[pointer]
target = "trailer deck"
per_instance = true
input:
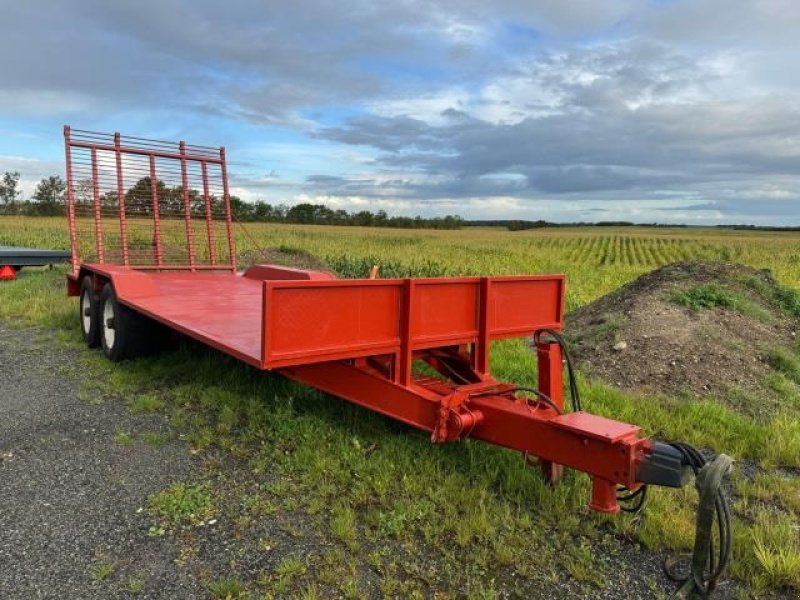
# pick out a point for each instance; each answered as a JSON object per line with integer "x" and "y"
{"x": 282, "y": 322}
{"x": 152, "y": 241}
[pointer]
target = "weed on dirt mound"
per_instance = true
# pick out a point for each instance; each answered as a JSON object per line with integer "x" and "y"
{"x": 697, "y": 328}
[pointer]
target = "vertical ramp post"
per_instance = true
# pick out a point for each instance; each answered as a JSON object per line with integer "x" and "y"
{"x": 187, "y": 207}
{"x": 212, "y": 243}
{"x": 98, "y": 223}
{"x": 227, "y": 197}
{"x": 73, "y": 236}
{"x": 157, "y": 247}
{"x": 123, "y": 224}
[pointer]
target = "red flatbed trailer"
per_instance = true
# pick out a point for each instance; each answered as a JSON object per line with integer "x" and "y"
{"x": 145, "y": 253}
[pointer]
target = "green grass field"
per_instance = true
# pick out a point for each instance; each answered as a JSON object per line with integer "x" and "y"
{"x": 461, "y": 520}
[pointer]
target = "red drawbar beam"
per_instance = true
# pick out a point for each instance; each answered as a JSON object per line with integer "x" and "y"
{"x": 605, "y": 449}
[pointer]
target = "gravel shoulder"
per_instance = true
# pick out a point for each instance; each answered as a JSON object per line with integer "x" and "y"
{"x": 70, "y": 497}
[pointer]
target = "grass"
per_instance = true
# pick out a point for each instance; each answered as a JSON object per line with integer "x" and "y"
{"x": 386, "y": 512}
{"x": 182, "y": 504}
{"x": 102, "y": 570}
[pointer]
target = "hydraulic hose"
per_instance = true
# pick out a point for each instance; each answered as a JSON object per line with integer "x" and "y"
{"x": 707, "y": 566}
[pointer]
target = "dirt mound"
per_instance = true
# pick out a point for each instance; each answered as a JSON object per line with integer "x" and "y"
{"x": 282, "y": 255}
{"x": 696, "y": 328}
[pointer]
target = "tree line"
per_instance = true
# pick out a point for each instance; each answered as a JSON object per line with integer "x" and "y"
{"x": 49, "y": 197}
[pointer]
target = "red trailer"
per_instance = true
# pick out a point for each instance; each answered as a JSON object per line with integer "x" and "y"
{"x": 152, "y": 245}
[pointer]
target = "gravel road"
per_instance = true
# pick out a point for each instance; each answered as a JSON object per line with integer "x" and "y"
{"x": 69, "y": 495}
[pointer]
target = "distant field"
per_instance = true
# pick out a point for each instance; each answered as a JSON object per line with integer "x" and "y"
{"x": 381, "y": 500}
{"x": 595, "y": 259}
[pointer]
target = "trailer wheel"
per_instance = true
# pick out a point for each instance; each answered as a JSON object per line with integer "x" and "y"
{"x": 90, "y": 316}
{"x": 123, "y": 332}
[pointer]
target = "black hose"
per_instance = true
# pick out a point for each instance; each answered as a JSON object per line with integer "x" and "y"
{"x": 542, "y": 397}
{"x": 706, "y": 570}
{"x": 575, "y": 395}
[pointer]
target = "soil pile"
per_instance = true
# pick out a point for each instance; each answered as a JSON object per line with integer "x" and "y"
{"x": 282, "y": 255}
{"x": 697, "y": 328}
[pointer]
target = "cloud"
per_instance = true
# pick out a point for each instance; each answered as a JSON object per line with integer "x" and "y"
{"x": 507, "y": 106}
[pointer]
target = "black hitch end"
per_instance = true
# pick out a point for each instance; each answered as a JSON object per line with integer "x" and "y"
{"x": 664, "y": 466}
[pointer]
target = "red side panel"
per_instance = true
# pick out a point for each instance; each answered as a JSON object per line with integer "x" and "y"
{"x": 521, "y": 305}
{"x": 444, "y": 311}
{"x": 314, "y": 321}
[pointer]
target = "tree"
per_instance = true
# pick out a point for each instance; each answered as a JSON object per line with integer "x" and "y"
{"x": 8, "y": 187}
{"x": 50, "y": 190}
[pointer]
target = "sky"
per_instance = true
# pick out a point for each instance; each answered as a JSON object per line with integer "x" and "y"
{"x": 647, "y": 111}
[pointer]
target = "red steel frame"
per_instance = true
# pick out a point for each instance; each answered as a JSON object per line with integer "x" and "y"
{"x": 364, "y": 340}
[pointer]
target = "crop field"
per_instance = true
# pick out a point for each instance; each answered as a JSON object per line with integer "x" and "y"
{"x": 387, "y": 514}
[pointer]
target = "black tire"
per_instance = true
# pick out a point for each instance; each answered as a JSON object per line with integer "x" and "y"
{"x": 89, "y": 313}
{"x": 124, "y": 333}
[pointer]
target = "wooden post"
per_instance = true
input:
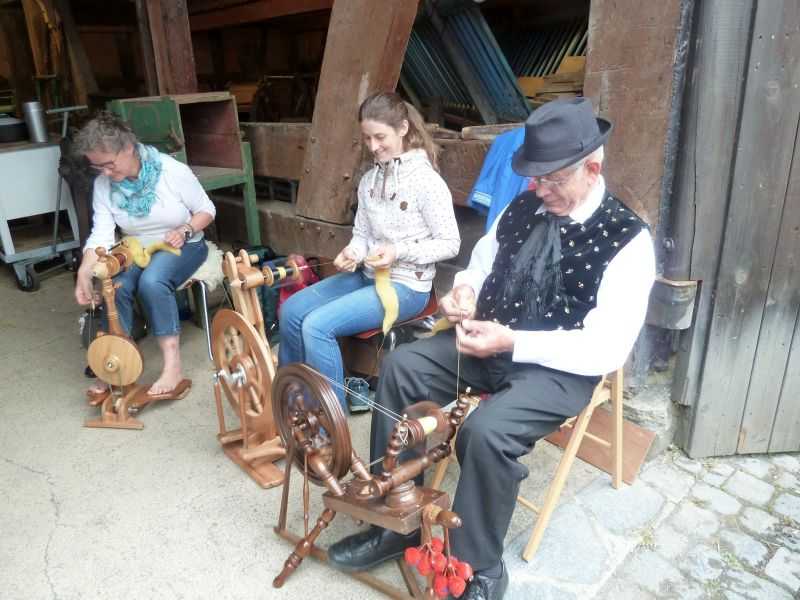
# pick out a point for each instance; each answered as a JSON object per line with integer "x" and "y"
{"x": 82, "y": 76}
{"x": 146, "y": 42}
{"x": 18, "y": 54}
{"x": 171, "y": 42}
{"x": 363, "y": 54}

→ TO DO:
Using the records above, say how many lines contain the string "mound"; offer no other text.

→ YOUR RESPONSE:
2